WHAT TO DO: Starting at the line that contains "man's gray hair?" and ending with the line that contains "616,229 -> 637,245", copy those lines of the material, swapping "draw" for "place" and changing nothing else.
*** MATERIAL SHOWN ***
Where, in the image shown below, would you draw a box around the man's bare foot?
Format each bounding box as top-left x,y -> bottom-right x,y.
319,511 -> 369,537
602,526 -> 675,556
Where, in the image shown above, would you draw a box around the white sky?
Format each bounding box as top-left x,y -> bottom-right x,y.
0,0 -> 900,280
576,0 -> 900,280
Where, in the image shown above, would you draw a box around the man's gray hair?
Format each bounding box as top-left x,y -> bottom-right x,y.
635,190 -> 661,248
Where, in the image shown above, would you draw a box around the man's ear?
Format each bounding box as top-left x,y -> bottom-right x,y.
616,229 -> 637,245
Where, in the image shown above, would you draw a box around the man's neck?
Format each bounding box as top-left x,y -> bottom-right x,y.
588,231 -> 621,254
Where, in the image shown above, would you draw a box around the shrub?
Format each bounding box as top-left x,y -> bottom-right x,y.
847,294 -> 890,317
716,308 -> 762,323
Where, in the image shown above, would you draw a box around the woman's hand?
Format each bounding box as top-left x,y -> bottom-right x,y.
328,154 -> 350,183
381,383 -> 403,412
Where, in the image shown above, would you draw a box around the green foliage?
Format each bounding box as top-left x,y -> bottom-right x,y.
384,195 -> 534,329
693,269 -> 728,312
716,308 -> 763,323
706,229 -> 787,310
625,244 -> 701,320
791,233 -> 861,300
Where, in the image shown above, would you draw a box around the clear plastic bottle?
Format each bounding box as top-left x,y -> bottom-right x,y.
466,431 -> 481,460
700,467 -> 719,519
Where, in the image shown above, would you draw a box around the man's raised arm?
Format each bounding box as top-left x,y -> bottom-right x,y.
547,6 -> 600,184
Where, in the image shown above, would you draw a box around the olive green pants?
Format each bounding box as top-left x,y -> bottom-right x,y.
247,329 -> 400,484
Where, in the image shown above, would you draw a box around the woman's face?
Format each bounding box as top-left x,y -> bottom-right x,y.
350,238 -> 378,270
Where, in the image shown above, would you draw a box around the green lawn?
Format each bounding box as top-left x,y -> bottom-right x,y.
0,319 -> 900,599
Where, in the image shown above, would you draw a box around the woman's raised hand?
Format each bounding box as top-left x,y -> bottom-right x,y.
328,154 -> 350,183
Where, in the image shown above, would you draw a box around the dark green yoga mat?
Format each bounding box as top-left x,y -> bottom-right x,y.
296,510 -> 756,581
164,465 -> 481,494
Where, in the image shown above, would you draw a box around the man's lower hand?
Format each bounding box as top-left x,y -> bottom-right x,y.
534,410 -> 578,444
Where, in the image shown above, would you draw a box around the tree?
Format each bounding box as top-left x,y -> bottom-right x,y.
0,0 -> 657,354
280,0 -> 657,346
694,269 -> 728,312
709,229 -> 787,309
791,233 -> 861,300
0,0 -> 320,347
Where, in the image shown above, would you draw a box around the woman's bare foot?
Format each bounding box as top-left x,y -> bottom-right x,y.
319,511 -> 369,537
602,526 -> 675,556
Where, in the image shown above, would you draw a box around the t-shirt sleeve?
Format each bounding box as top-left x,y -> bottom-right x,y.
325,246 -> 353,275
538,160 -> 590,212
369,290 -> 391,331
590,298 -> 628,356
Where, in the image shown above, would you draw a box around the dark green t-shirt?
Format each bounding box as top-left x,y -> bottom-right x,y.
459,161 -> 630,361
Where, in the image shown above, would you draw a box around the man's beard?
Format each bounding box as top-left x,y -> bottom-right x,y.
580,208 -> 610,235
***
TASK ANSWER:
Where, in the image shown above, would you place a box around the man's gray hair?
Format each bounding box as top-left x,y -> bottom-right x,y.
635,190 -> 661,248
Where, in the image shown above, would you place a box around the man's ear?
Format each bounding box as top-left x,y -> bottom-right x,y.
616,229 -> 637,245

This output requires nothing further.